Point annotation records
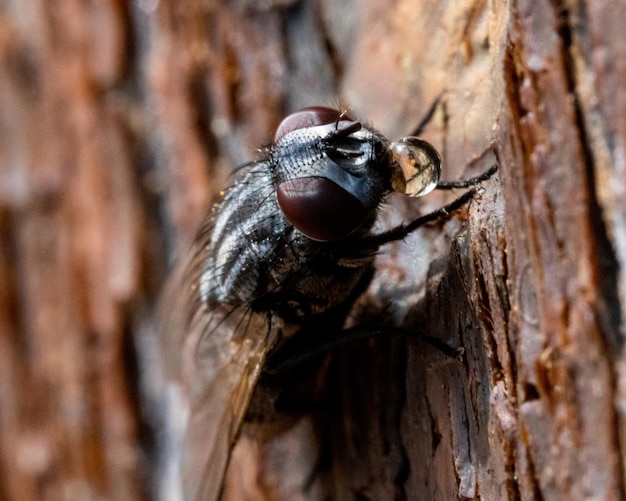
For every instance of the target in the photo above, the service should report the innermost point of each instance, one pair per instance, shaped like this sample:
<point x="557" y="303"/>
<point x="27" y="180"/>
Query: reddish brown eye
<point x="320" y="208"/>
<point x="308" y="117"/>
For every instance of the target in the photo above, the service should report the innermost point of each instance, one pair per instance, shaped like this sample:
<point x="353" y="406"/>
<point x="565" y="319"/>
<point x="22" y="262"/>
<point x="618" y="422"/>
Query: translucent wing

# What is asked:
Can you arrange every line of the records above as a numbered list, skipping blank lines and leaving out the pictures?

# Response below:
1. For every instance of the target in the photo above, the service should report the innermost point of each instance, one pair per instance, shaped like this sample:
2. <point x="557" y="303"/>
3. <point x="27" y="180"/>
4. Query: reddish brown eye
5. <point x="320" y="208"/>
6. <point x="308" y="117"/>
7. For every instance of the target in the photo above, the service should report the innermost point of each instance, one pair per instance, shaped like this sample:
8. <point x="353" y="406"/>
9. <point x="565" y="319"/>
10. <point x="22" y="262"/>
11. <point x="618" y="422"/>
12. Query: translucent wing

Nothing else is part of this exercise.